SET TASK
Print every line of the entries below as it appears, but leave out the pictures.

MATERIALS PROVIDED
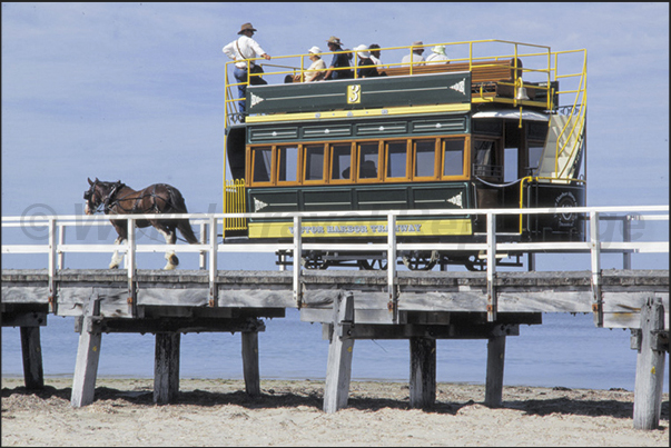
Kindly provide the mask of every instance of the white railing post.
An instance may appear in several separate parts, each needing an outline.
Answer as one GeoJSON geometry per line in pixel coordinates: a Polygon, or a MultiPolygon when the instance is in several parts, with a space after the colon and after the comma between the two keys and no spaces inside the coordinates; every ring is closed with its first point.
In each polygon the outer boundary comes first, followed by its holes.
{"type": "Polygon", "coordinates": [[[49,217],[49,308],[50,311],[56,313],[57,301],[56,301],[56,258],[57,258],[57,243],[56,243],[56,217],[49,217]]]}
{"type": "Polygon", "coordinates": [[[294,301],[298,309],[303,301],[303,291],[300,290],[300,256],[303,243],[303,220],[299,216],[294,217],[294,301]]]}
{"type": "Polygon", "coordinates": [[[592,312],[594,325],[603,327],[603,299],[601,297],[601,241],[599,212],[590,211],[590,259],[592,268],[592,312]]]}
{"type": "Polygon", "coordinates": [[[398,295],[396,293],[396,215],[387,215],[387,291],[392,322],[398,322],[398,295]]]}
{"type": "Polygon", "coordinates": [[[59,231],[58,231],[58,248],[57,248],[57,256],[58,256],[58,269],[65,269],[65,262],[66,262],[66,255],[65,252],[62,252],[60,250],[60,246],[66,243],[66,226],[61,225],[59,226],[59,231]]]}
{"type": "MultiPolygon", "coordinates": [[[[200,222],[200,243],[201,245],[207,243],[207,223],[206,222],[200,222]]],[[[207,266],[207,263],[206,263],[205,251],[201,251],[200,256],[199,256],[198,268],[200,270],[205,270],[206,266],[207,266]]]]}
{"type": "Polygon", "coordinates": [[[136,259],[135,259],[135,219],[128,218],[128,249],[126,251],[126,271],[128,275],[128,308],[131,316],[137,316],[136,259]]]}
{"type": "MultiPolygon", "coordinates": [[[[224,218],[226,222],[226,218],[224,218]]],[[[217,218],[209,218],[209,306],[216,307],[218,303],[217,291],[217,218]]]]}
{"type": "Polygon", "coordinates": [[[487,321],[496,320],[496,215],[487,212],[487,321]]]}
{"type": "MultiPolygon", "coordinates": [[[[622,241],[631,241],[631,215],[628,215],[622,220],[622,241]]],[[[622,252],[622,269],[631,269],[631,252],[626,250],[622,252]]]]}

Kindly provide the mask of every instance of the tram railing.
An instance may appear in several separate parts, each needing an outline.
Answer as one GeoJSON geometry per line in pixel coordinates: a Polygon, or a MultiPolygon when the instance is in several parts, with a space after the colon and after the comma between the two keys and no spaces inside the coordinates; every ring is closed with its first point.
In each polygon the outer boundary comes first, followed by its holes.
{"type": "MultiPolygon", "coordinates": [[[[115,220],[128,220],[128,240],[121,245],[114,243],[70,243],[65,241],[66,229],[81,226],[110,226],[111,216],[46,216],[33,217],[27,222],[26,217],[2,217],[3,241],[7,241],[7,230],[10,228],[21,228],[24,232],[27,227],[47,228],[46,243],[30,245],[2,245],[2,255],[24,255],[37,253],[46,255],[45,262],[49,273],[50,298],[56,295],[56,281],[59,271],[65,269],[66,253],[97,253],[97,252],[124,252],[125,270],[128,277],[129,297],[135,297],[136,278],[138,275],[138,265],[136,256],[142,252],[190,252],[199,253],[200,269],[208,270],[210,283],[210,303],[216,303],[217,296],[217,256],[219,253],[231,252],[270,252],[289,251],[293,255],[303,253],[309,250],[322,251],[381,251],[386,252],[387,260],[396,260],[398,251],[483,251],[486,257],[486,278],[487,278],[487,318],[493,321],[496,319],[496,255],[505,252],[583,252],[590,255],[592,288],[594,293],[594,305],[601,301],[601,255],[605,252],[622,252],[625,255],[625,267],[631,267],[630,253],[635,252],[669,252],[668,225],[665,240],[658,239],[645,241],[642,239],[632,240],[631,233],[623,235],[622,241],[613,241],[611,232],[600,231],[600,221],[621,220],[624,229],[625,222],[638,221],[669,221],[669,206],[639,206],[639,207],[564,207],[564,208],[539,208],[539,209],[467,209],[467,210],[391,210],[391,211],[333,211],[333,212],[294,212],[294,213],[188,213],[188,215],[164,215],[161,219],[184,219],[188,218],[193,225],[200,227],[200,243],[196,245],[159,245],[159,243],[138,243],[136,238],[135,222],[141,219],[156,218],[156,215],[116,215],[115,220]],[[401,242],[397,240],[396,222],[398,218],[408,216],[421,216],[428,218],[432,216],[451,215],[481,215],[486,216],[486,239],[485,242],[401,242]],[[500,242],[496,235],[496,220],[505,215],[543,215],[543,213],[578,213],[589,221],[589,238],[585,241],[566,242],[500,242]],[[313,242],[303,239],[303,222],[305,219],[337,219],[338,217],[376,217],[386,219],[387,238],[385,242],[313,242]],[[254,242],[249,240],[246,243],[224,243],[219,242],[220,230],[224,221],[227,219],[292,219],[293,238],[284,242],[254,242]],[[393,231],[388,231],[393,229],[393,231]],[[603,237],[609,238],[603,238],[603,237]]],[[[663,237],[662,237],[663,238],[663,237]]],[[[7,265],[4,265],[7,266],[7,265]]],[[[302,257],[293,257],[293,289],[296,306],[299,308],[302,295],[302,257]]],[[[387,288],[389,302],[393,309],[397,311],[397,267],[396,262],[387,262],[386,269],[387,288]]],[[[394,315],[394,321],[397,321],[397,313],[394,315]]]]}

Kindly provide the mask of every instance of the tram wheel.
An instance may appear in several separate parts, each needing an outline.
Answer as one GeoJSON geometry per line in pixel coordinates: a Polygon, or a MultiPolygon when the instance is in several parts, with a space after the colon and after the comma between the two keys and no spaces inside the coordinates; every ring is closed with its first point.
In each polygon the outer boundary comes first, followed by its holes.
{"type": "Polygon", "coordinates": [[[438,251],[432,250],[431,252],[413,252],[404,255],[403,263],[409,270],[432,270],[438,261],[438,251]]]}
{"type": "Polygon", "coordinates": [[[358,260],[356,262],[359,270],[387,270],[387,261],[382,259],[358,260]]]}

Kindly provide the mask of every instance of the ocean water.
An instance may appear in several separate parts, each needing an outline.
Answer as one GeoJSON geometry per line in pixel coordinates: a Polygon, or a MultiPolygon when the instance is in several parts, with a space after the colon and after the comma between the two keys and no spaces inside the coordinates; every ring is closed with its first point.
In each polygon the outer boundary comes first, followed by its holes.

SOLUTION BELOW
Kindly provide the mask of every instance of the white railing post.
An instance may appear in several separate parts, each needing an outline.
Answer as one GeoJSON geometry per line in pixel coordinates: a Polygon, or a MultiPolygon when the instance is in several parts, with a space after the colon and after the comma between the two keys and no spaces inside the coordinates; every ring is closed with its first point.
In each polygon the outer boundary comes first, followed by its holes.
{"type": "Polygon", "coordinates": [[[49,217],[49,308],[50,311],[56,313],[57,301],[56,301],[56,258],[57,258],[57,243],[56,243],[56,217],[49,217]]]}
{"type": "Polygon", "coordinates": [[[294,301],[298,309],[303,301],[303,291],[300,290],[300,256],[303,243],[303,220],[299,216],[294,217],[294,301]]]}
{"type": "Polygon", "coordinates": [[[592,312],[594,325],[603,327],[603,299],[601,297],[601,241],[599,212],[590,211],[590,259],[592,268],[592,312]]]}
{"type": "Polygon", "coordinates": [[[398,295],[396,293],[396,215],[387,215],[387,291],[392,322],[398,322],[398,295]]]}
{"type": "Polygon", "coordinates": [[[59,231],[58,231],[58,248],[57,248],[57,256],[58,256],[58,269],[65,269],[65,262],[66,262],[66,255],[65,252],[62,252],[60,250],[60,246],[66,243],[66,226],[61,225],[59,226],[59,231]]]}
{"type": "MultiPolygon", "coordinates": [[[[200,222],[200,243],[201,245],[207,243],[207,223],[206,222],[200,222]]],[[[207,266],[207,263],[206,263],[205,251],[201,251],[200,256],[199,256],[198,268],[200,270],[205,270],[206,266],[207,266]]]]}
{"type": "Polygon", "coordinates": [[[136,259],[135,259],[135,219],[128,218],[128,249],[126,251],[126,271],[128,275],[128,308],[131,316],[137,316],[136,259]]]}
{"type": "MultiPolygon", "coordinates": [[[[224,218],[226,222],[226,218],[224,218]]],[[[217,218],[209,218],[209,306],[216,307],[218,303],[217,291],[217,218]]]]}
{"type": "Polygon", "coordinates": [[[487,321],[496,320],[496,215],[487,212],[487,321]]]}
{"type": "MultiPolygon", "coordinates": [[[[622,241],[631,241],[631,215],[628,215],[622,220],[622,241]]],[[[622,252],[622,269],[631,269],[631,252],[626,250],[622,252]]]]}

Kindly provide the mask of every instance of the tram railing.
An instance may appear in several separate parts, each needing an outline.
Answer as one GeoJSON geometry per line in pixel coordinates: a Polygon, or a MultiPolygon when the instance is in several parts, with a space after the colon and after the comma between the two keys and no spaces inside the coordinates; every ring is closed with its first point.
In each polygon the outer boundary comes first, followed by its holes.
{"type": "MultiPolygon", "coordinates": [[[[115,220],[128,220],[128,240],[121,245],[114,243],[70,243],[65,241],[66,229],[81,226],[110,226],[111,216],[46,216],[33,217],[27,222],[26,217],[2,217],[3,241],[7,241],[7,230],[10,228],[21,228],[24,232],[27,227],[47,228],[46,243],[30,245],[2,245],[2,255],[24,255],[37,253],[46,255],[45,262],[49,273],[50,298],[56,295],[56,281],[59,271],[65,269],[66,253],[97,253],[97,252],[124,252],[125,270],[128,277],[129,297],[135,297],[136,278],[138,275],[138,265],[136,256],[142,252],[190,252],[199,253],[200,269],[208,270],[210,283],[210,303],[216,303],[217,296],[217,256],[219,253],[231,252],[270,252],[289,251],[293,255],[303,253],[309,250],[322,251],[381,251],[386,252],[387,260],[396,260],[398,251],[483,251],[486,257],[486,278],[487,278],[487,318],[493,321],[496,319],[496,255],[505,252],[583,252],[590,255],[592,288],[594,293],[594,305],[601,301],[601,255],[605,252],[622,252],[625,255],[625,267],[631,267],[630,253],[635,252],[669,252],[668,225],[665,240],[658,239],[645,241],[642,239],[632,240],[631,233],[623,235],[622,241],[613,241],[611,232],[600,231],[600,221],[621,220],[624,229],[625,222],[638,221],[669,221],[669,206],[639,206],[639,207],[564,207],[564,208],[539,208],[539,209],[467,209],[467,210],[391,210],[391,211],[333,211],[333,212],[294,212],[294,213],[188,213],[188,215],[164,215],[161,219],[184,219],[188,218],[193,225],[200,227],[200,243],[196,245],[159,245],[159,243],[138,243],[136,238],[135,222],[141,219],[156,218],[156,215],[116,215],[115,220]],[[401,242],[397,240],[396,222],[398,218],[408,216],[421,216],[428,218],[432,216],[451,215],[481,215],[486,216],[486,239],[485,242],[401,242]],[[500,242],[496,235],[496,220],[505,215],[543,215],[543,213],[578,213],[589,221],[589,238],[585,241],[566,242],[500,242]],[[313,242],[303,239],[303,222],[305,219],[337,219],[338,217],[376,217],[386,219],[387,238],[385,242],[313,242]],[[254,242],[249,240],[246,243],[224,243],[219,242],[220,230],[224,221],[227,219],[292,219],[293,238],[284,242],[254,242]],[[393,231],[388,231],[393,229],[393,231]],[[603,237],[609,238],[603,238],[603,237]]],[[[663,237],[662,237],[663,238],[663,237]]],[[[7,265],[4,265],[7,266],[7,265]]],[[[302,257],[293,257],[293,289],[296,306],[299,308],[302,295],[302,257]]],[[[387,288],[389,302],[393,309],[397,311],[397,267],[396,262],[387,262],[386,269],[387,288]]],[[[394,315],[394,321],[397,321],[397,313],[394,315]]]]}

Kindly provide the mask of every instance of the tram wheel.
An instance may appear in several separate parts, each needing an outline.
Answer as one GeoJSON geometry per line in pixel coordinates: a Polygon, or a MultiPolygon when the instance is in several parts, with a space after the colon and after the comma between the two keys and no spaces inside the coordinates; every ring is closed with its first point.
In each polygon the outer boundary comes first, followed by its holes.
{"type": "Polygon", "coordinates": [[[438,251],[432,250],[431,252],[413,252],[404,255],[403,263],[409,270],[432,270],[438,261],[438,251]]]}
{"type": "Polygon", "coordinates": [[[358,260],[356,262],[359,270],[387,270],[387,261],[382,259],[358,260]]]}

Kindly provide the mask of every instance of the ocean water.
An instance may appear in several separate parts, each needing an outline.
Answer as one GeoJSON geometry per line in pixel coordinates: a Polygon, or a MultiPolygon when the instance is in several parts, with a space after the colon and after the comma between the two keys and no spaces inside the coordinates; every ring is closed with its first point.
In each polygon the outer boundary comes first, followed by its holes.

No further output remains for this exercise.